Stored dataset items
────────────────────────────────────────

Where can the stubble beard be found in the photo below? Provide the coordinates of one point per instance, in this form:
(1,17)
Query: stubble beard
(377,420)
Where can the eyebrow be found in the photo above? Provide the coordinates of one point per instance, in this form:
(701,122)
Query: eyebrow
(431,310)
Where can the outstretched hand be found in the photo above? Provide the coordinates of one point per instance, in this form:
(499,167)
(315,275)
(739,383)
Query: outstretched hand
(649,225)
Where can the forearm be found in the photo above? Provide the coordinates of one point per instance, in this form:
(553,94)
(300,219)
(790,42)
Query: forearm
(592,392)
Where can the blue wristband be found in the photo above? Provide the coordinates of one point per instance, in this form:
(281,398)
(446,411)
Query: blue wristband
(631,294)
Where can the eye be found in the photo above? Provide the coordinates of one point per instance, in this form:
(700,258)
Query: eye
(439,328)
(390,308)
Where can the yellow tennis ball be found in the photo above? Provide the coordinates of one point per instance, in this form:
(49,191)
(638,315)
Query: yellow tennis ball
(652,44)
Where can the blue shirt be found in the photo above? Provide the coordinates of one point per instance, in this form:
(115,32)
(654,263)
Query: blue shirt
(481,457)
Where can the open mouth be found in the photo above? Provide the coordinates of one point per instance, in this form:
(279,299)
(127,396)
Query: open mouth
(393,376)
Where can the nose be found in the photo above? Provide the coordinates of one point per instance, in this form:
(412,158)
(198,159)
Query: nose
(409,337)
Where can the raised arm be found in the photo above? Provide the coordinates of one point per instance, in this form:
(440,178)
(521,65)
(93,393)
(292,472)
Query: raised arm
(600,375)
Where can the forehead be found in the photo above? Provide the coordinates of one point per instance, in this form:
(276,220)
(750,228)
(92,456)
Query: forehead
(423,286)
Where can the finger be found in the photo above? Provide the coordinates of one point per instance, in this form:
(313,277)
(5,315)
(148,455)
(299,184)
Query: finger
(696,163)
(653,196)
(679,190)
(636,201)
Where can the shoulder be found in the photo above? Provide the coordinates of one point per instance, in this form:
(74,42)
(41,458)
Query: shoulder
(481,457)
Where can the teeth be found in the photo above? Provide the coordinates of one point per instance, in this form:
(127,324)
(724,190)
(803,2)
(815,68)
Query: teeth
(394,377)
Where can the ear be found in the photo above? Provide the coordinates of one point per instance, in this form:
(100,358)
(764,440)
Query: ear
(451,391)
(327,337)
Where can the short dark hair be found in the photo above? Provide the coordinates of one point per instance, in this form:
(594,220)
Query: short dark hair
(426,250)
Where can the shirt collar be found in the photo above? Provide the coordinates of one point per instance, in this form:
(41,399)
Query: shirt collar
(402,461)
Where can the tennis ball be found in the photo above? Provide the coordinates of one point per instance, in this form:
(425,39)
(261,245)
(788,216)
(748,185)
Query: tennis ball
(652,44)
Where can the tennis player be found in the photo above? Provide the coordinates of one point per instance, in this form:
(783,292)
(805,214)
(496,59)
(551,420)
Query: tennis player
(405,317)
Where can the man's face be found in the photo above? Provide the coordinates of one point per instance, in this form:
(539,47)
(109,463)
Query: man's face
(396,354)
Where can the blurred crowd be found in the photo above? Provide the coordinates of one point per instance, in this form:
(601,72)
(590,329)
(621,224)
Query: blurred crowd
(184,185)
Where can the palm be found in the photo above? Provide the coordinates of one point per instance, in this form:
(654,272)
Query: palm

────────────────────────────────────────

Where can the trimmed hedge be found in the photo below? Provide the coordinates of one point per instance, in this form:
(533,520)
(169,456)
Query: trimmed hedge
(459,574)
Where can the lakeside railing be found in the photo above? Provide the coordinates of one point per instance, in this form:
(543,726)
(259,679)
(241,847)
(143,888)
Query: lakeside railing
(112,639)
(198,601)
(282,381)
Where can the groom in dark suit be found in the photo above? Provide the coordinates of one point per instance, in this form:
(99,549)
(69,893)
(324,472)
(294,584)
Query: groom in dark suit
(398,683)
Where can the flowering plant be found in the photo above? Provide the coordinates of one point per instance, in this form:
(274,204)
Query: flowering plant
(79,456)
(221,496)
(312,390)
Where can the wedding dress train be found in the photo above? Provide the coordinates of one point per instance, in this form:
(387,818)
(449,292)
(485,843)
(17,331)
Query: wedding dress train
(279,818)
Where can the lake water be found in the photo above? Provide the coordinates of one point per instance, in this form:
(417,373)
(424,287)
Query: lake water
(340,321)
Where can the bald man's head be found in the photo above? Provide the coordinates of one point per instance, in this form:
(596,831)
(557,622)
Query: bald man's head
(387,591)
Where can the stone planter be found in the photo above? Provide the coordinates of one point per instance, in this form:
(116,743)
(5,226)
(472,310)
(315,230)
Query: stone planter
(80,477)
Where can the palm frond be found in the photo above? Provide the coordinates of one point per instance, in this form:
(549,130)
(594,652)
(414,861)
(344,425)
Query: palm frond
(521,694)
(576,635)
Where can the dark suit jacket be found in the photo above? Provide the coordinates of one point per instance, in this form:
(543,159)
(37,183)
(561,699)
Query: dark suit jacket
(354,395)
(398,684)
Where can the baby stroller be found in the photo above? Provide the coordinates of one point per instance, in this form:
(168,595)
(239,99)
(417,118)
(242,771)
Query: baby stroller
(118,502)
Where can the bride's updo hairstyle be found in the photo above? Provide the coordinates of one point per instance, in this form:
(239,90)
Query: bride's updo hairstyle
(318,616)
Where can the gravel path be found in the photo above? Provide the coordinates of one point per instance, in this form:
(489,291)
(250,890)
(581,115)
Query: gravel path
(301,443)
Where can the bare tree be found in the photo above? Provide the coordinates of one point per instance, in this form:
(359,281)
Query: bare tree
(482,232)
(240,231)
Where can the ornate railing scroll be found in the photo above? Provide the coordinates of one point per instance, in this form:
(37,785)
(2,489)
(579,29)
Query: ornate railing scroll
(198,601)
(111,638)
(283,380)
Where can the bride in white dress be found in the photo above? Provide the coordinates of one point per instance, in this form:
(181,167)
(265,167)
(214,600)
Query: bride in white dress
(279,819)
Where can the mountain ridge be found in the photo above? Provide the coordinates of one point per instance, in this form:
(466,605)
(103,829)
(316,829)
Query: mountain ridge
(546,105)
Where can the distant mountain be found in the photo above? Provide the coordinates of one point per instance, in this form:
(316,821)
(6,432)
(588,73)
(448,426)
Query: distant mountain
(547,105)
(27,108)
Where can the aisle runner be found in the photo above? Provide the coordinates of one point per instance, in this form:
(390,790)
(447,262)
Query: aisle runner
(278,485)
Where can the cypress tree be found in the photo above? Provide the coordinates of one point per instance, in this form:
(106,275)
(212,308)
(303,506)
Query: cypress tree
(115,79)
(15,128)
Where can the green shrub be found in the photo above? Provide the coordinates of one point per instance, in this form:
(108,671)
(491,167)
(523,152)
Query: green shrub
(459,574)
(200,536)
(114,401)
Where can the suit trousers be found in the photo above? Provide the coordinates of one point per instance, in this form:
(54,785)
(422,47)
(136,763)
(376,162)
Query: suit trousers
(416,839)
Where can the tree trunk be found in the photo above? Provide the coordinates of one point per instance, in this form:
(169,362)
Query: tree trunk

────────────────────────────────────────

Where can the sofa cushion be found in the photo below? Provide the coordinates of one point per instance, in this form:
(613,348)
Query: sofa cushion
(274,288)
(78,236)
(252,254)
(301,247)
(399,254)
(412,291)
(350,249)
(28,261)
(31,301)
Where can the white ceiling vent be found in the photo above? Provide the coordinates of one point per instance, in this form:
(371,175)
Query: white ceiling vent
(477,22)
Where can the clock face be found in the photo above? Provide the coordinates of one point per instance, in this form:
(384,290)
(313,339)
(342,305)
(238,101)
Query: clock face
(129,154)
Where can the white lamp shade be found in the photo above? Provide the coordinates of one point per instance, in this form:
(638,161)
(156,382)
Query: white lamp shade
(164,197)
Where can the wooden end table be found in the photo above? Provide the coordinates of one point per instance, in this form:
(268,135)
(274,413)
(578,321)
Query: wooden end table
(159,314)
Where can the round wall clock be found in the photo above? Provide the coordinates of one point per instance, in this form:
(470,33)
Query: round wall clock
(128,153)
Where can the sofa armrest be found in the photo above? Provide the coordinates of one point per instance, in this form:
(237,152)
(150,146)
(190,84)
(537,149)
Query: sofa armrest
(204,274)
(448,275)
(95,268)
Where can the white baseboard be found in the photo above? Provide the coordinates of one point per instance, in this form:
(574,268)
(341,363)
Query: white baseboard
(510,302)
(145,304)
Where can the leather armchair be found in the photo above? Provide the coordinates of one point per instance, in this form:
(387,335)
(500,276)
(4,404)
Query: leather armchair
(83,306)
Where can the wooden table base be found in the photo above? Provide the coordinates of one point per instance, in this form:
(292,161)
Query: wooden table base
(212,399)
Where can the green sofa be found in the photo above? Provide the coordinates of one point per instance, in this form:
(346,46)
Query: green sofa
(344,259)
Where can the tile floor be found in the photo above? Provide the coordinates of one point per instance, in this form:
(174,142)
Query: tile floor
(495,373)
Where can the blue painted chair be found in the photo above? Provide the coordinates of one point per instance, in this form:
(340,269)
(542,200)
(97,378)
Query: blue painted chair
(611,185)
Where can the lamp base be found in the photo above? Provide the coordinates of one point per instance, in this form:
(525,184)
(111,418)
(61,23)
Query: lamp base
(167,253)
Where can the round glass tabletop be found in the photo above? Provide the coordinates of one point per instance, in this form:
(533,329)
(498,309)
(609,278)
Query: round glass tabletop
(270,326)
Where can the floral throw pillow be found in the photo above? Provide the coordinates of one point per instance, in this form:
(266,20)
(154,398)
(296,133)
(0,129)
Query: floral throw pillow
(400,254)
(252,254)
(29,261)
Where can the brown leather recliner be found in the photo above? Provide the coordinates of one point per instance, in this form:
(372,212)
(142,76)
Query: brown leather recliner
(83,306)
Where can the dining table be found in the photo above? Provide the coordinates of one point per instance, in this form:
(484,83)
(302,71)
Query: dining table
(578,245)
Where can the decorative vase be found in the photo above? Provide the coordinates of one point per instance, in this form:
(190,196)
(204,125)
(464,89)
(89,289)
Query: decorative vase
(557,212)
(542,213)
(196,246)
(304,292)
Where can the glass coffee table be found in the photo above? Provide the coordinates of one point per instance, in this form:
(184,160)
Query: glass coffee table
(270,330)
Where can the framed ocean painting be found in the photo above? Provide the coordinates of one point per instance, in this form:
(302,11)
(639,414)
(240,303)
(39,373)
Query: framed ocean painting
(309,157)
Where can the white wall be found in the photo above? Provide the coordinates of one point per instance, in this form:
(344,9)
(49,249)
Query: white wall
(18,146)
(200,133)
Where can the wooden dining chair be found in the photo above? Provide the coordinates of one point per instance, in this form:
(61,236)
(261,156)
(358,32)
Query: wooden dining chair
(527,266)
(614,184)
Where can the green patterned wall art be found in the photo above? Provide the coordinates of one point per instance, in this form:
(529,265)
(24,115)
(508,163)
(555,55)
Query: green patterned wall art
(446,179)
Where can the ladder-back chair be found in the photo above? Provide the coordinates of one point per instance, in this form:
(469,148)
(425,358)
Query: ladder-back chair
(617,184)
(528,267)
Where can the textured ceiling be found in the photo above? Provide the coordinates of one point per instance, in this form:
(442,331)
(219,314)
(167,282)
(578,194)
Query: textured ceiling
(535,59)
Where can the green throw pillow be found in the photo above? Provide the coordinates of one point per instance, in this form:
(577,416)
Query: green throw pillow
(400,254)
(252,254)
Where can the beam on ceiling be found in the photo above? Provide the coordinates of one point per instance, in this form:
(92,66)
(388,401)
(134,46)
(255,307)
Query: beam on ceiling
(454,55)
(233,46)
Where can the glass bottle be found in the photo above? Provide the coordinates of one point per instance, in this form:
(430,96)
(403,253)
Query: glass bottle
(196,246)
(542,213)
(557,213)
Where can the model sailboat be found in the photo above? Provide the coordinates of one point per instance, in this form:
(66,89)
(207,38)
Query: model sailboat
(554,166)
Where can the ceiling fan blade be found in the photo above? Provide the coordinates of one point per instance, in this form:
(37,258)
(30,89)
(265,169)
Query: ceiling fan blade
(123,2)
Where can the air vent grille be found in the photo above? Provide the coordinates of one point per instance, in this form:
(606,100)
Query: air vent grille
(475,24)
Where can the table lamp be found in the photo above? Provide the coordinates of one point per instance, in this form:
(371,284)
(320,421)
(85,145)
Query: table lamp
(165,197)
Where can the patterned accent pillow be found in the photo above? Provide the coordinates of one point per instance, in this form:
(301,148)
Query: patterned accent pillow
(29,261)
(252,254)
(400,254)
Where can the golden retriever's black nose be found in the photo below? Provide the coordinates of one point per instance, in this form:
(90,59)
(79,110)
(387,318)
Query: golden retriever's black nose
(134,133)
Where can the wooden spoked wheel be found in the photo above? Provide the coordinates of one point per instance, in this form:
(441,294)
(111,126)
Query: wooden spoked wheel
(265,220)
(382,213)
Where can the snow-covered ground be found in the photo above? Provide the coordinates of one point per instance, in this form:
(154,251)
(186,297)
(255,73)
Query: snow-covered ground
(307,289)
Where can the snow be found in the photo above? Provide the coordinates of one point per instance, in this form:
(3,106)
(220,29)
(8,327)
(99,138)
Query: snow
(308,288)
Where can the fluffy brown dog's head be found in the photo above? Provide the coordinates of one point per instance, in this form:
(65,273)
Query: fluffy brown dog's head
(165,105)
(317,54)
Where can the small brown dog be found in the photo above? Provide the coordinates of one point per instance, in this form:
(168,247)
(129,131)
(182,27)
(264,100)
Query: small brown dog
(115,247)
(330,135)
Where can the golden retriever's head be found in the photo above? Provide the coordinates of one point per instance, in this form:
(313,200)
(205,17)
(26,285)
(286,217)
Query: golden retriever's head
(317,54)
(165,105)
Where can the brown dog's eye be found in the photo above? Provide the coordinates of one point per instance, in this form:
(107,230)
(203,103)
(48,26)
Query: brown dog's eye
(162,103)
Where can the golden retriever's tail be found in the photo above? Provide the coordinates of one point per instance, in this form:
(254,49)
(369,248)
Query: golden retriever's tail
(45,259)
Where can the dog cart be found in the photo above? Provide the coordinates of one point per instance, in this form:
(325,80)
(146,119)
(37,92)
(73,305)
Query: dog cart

────────────────────────────────────────

• Problem requirements
Copy out the lines of these items word for word, from the line containing "Where can the golden retriever's head" through the line containing "Query: dog cart", with both of those lines included.

• Exercise response
Where can the golden retriever's head be found in the photo above? Provide the coordinates of one point per instance, in this form:
(313,200)
(205,17)
(26,285)
(286,217)
Query: golden retriever's head
(317,54)
(165,105)
Where can the brown dog's eye be found in the photo above? Provide the coordinates of one point per instance, in this form:
(107,230)
(203,103)
(48,26)
Query: brown dog's eye
(162,103)
Where can the golden retriever's tail be found in the photo above? Provide the coordinates of one point per instance, in this form:
(254,49)
(369,248)
Query: golden retriever's tail
(45,259)
Where can the dog cart be found in the photo above? Provide the coordinates of one point per instance, in this form:
(325,80)
(146,119)
(37,92)
(73,305)
Query: dog cart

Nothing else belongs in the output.